# Set exercise
Render every line of the material below as a Markdown table with a "Row" column numbering each line and a "Line" column holding its text. Skip blank lines and omit the pictures.

# The records
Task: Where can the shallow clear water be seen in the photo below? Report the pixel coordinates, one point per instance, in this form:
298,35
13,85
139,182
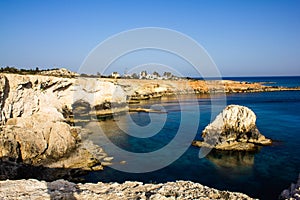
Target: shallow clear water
262,175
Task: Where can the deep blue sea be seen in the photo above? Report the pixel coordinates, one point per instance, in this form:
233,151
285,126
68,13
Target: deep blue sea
262,175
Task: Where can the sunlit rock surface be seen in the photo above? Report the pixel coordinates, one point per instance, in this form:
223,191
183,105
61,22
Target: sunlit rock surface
61,189
233,129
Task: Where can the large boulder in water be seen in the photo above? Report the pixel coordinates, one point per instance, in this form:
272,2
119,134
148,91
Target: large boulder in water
233,129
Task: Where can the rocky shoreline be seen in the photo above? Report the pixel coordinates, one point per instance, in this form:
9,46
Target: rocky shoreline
64,190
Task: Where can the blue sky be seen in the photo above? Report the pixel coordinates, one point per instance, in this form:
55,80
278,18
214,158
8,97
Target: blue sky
244,38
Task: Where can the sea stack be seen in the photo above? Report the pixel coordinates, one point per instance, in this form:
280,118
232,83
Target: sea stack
233,129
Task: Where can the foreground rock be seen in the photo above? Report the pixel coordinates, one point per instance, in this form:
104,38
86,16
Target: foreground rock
293,192
35,121
61,189
233,129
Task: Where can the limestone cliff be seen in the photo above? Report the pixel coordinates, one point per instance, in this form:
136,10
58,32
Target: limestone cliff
60,189
233,129
33,122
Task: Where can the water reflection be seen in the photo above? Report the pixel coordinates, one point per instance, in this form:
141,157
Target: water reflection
231,163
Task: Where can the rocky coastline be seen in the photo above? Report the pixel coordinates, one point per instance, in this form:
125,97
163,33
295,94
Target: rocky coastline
64,190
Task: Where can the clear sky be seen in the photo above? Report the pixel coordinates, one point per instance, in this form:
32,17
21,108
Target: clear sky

# Solution for this exercise
| Row | Line |
|---|---|
| 1 | Task: Where can the shallow clear water be seen in the photo below? Report the pixel coordinates, one point per instance, in this form: |
| 2 | 298,35 |
| 3 | 13,85 |
| 4 | 139,182 |
| 5 | Target: shallow clear water |
| 6 | 262,175 |
| 7 | Task: Where can the deep blue sea be seen in the photo above? Report the pixel coordinates, one point per instance, in this form: |
| 8 | 233,151 |
| 9 | 285,126 |
| 10 | 68,13 |
| 11 | Target: deep blue sea |
| 12 | 262,175 |
| 13 | Task: Where can the sunlit rock surface be seen in the photo above? Report the pixel coordinates, one point per instance, in this form: |
| 14 | 223,191 |
| 15 | 183,105 |
| 16 | 61,22 |
| 17 | Target: sunlit rock surface |
| 18 | 61,189 |
| 19 | 233,129 |
| 20 | Task: Where can the large boulder in water be seen in the photo above? Report the pixel coordinates, one point per instance, in this form: |
| 21 | 272,2 |
| 22 | 119,134 |
| 23 | 148,91 |
| 24 | Target: large boulder in water |
| 25 | 233,129 |
| 26 | Task: Where can the rocky shoreline be seen in the photo above? Report the pixel coordinates, one point per instance, in this form: |
| 27 | 9,46 |
| 28 | Target: rocky shoreline |
| 29 | 64,190 |
| 30 | Task: Where can the blue sky be seen in the photo above? Report the pixel coordinates, one point per instance, in this form: |
| 31 | 55,80 |
| 32 | 278,18 |
| 33 | 214,158 |
| 34 | 8,97 |
| 35 | Target: blue sky |
| 36 | 244,38 |
| 37 | Task: Where can the sea stack be seen in the photo above? Report the pixel coordinates, one point per instance, in this form: |
| 38 | 280,118 |
| 39 | 232,83 |
| 40 | Target: sea stack |
| 41 | 233,129 |
| 42 | Task: Where can the foreground rock be seen in the photo above? Report the pixel coordinates, one point per instance, in this form: |
| 43 | 104,38 |
| 44 | 86,16 |
| 45 | Target: foreground rock |
| 46 | 293,192 |
| 47 | 35,121 |
| 48 | 61,189 |
| 49 | 233,129 |
| 50 | Task: Where can the limestone cliff be seen in the photo above? Report the pixel coordinates, one point per instance, in this form: |
| 51 | 136,10 |
| 52 | 58,32 |
| 53 | Target: limestone cliff |
| 54 | 60,189 |
| 55 | 233,129 |
| 56 | 33,122 |
| 57 | Task: Where can the water reflection be seen in the photo above? Report the pixel coordinates, one point per instance, in this form: |
| 58 | 141,157 |
| 59 | Target: water reflection |
| 60 | 231,163 |
| 61 | Task: Where can the rocky coastline be seen in the photo above? Report the pixel coordinates, one point per instance, in this form: |
| 62 | 125,97 |
| 63 | 163,33 |
| 64 | 295,94 |
| 65 | Target: rocky coastline |
| 66 | 64,190 |
| 67 | Task: Where can the clear sky be seen in the photo above? Report the pixel coordinates, one point per instance, in this form: |
| 68 | 32,17 |
| 69 | 21,108 |
| 70 | Target: clear sky |